## [Entries from a pointing dataset]
------------------------------------
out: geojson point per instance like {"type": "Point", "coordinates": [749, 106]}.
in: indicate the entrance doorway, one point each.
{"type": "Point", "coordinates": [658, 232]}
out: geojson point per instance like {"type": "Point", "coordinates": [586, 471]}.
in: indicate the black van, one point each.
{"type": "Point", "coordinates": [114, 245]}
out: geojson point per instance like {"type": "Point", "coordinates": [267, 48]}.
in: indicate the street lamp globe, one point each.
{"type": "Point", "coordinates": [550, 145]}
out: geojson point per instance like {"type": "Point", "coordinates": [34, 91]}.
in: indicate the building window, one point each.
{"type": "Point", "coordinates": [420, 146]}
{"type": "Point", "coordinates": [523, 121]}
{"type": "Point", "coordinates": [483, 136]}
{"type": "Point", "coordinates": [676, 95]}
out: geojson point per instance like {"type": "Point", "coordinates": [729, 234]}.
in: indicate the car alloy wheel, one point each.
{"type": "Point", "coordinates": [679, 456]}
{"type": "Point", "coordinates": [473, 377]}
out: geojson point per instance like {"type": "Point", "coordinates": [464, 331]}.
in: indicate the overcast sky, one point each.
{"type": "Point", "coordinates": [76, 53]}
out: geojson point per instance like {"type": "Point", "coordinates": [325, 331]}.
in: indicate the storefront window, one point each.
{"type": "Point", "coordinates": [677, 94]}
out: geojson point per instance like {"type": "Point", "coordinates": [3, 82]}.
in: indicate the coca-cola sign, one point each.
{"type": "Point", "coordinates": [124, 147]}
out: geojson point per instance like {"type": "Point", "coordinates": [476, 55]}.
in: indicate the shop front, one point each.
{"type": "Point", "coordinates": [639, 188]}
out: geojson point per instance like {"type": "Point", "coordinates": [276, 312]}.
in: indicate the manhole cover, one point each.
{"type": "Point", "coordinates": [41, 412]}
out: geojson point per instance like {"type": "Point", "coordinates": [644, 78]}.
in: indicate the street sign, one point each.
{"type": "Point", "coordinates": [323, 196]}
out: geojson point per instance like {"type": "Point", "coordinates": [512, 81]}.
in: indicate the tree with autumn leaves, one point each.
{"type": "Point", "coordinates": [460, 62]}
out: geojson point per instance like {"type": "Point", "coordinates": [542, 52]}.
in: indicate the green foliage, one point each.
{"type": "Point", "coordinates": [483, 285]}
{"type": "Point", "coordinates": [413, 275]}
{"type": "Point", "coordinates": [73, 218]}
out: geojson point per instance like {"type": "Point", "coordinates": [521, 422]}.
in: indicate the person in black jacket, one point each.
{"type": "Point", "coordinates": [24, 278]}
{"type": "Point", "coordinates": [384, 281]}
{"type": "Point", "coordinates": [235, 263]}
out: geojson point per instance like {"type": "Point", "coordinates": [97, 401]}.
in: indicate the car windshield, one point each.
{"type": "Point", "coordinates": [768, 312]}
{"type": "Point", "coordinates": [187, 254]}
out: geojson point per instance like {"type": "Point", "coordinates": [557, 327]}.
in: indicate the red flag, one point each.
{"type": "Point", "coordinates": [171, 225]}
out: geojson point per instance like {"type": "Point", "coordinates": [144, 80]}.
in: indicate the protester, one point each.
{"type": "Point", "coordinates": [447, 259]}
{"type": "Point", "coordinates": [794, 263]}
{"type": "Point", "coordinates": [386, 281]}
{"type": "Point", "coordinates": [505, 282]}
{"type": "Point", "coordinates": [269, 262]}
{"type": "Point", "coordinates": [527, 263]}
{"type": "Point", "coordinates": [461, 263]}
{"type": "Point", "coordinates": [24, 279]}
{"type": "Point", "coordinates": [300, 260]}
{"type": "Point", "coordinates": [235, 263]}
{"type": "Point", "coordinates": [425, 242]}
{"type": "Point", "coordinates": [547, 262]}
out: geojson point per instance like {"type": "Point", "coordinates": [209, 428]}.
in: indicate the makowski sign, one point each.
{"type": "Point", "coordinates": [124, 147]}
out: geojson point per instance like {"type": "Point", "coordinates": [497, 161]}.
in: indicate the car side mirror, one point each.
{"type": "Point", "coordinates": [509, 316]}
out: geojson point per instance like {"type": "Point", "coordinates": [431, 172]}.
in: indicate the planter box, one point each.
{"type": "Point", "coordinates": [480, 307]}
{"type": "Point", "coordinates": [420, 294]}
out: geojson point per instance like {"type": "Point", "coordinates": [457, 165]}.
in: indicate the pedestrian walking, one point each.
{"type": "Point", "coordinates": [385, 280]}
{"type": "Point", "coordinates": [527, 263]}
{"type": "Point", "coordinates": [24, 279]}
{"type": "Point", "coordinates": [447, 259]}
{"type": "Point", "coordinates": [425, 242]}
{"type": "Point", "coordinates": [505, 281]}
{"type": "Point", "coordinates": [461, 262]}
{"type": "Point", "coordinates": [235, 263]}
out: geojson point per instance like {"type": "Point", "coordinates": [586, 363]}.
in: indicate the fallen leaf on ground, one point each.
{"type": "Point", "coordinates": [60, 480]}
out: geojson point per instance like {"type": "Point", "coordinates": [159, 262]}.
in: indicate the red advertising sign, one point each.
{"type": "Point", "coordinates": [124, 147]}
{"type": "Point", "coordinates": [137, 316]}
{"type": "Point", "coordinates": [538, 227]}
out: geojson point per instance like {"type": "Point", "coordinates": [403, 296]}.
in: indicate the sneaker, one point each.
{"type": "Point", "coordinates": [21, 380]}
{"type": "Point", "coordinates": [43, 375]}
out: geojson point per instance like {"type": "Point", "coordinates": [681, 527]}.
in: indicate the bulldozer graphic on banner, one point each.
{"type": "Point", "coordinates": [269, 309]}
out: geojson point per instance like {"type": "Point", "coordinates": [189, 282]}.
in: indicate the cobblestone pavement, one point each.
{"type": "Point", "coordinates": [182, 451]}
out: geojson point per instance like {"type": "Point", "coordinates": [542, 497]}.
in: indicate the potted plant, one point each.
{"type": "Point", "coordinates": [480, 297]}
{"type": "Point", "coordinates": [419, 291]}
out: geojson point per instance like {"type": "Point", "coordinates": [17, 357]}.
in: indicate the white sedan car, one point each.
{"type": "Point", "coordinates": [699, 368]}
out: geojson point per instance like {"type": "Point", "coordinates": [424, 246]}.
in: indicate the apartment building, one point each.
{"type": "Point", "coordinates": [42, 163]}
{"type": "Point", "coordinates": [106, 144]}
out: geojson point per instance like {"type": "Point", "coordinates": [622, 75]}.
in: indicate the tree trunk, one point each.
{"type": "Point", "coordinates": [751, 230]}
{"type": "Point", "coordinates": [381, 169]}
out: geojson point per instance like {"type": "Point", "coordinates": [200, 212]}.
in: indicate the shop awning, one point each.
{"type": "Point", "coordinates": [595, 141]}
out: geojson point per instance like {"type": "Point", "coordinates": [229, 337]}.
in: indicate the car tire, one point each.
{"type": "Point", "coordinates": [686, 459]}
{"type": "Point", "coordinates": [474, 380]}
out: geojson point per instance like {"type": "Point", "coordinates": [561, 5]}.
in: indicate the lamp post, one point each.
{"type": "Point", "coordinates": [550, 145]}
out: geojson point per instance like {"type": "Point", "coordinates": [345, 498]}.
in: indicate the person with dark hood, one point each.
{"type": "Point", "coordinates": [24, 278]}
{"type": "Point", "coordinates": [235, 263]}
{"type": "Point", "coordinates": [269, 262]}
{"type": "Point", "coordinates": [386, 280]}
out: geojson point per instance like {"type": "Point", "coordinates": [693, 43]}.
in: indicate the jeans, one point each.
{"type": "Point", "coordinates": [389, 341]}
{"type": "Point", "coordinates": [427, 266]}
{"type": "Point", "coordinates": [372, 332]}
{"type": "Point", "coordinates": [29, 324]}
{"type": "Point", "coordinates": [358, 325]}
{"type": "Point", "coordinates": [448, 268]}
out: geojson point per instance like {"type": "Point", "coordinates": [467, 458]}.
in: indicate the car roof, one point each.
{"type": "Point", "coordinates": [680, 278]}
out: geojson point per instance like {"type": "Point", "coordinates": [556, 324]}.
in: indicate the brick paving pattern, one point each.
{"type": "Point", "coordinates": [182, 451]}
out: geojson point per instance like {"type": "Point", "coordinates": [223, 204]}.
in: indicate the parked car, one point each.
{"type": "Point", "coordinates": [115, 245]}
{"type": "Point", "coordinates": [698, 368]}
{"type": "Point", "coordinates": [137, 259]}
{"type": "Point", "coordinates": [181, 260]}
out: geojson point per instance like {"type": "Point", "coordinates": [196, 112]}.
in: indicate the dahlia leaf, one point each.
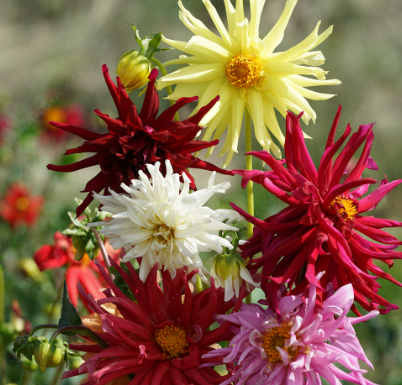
{"type": "Point", "coordinates": [69, 315]}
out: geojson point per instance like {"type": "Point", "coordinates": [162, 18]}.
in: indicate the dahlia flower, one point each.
{"type": "Point", "coordinates": [18, 207]}
{"type": "Point", "coordinates": [322, 227]}
{"type": "Point", "coordinates": [133, 141]}
{"type": "Point", "coordinates": [159, 338]}
{"type": "Point", "coordinates": [244, 70]}
{"type": "Point", "coordinates": [62, 254]}
{"type": "Point", "coordinates": [297, 345]}
{"type": "Point", "coordinates": [162, 223]}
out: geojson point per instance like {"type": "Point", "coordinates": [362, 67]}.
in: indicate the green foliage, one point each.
{"type": "Point", "coordinates": [69, 315]}
{"type": "Point", "coordinates": [82, 237]}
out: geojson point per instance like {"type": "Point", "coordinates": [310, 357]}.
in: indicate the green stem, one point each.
{"type": "Point", "coordinates": [27, 377]}
{"type": "Point", "coordinates": [168, 88]}
{"type": "Point", "coordinates": [198, 285]}
{"type": "Point", "coordinates": [81, 331]}
{"type": "Point", "coordinates": [56, 300]}
{"type": "Point", "coordinates": [2, 295]}
{"type": "Point", "coordinates": [249, 167]}
{"type": "Point", "coordinates": [103, 252]}
{"type": "Point", "coordinates": [57, 374]}
{"type": "Point", "coordinates": [250, 185]}
{"type": "Point", "coordinates": [45, 326]}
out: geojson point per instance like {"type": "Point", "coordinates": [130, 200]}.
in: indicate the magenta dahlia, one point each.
{"type": "Point", "coordinates": [298, 344]}
{"type": "Point", "coordinates": [134, 140]}
{"type": "Point", "coordinates": [157, 336]}
{"type": "Point", "coordinates": [322, 228]}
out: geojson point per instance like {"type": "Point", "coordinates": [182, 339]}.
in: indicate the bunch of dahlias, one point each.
{"type": "Point", "coordinates": [166, 316]}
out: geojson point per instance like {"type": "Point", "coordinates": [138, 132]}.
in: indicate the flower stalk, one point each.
{"type": "Point", "coordinates": [168, 88]}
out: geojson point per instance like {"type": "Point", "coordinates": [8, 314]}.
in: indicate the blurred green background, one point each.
{"type": "Point", "coordinates": [52, 52]}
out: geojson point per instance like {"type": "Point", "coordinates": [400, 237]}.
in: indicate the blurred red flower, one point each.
{"type": "Point", "coordinates": [18, 207]}
{"type": "Point", "coordinates": [134, 140]}
{"type": "Point", "coordinates": [84, 271]}
{"type": "Point", "coordinates": [73, 115]}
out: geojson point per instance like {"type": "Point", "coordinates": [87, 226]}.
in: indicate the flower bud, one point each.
{"type": "Point", "coordinates": [30, 366]}
{"type": "Point", "coordinates": [229, 271]}
{"type": "Point", "coordinates": [133, 70]}
{"type": "Point", "coordinates": [49, 355]}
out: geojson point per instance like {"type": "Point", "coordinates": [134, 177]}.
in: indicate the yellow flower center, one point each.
{"type": "Point", "coordinates": [346, 207]}
{"type": "Point", "coordinates": [244, 71]}
{"type": "Point", "coordinates": [276, 337]}
{"type": "Point", "coordinates": [22, 203]}
{"type": "Point", "coordinates": [172, 340]}
{"type": "Point", "coordinates": [55, 114]}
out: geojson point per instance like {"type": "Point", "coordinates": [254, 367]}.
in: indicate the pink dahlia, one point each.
{"type": "Point", "coordinates": [322, 227]}
{"type": "Point", "coordinates": [158, 338]}
{"type": "Point", "coordinates": [297, 344]}
{"type": "Point", "coordinates": [134, 140]}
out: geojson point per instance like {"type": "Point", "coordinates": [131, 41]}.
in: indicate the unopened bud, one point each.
{"type": "Point", "coordinates": [50, 355]}
{"type": "Point", "coordinates": [133, 70]}
{"type": "Point", "coordinates": [229, 271]}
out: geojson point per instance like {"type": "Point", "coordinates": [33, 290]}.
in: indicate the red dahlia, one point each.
{"type": "Point", "coordinates": [18, 207]}
{"type": "Point", "coordinates": [133, 141]}
{"type": "Point", "coordinates": [322, 227]}
{"type": "Point", "coordinates": [84, 271]}
{"type": "Point", "coordinates": [160, 337]}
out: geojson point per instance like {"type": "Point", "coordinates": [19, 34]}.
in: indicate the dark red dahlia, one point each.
{"type": "Point", "coordinates": [322, 228]}
{"type": "Point", "coordinates": [157, 339]}
{"type": "Point", "coordinates": [133, 141]}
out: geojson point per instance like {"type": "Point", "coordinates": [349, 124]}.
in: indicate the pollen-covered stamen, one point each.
{"type": "Point", "coordinates": [346, 207]}
{"type": "Point", "coordinates": [172, 340]}
{"type": "Point", "coordinates": [276, 337]}
{"type": "Point", "coordinates": [244, 71]}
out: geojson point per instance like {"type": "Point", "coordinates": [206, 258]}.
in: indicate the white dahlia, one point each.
{"type": "Point", "coordinates": [160, 221]}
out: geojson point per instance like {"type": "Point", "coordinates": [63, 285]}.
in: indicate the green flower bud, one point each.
{"type": "Point", "coordinates": [50, 355]}
{"type": "Point", "coordinates": [133, 70]}
{"type": "Point", "coordinates": [30, 366]}
{"type": "Point", "coordinates": [229, 271]}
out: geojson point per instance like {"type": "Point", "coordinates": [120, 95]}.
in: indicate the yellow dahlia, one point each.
{"type": "Point", "coordinates": [244, 70]}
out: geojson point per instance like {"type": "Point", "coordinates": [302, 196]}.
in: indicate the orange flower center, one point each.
{"type": "Point", "coordinates": [22, 203]}
{"type": "Point", "coordinates": [172, 340]}
{"type": "Point", "coordinates": [346, 207]}
{"type": "Point", "coordinates": [276, 337]}
{"type": "Point", "coordinates": [244, 71]}
{"type": "Point", "coordinates": [54, 114]}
------------------------------------
## [THE EXERCISE]
Identify every line in the listing above that contains the word "shop" and copy each such line in full. Case counts.

## [COMPLETED EXERCISE]
in: indicate the shop front, one point each.
in: indicate the shop awning, one point each.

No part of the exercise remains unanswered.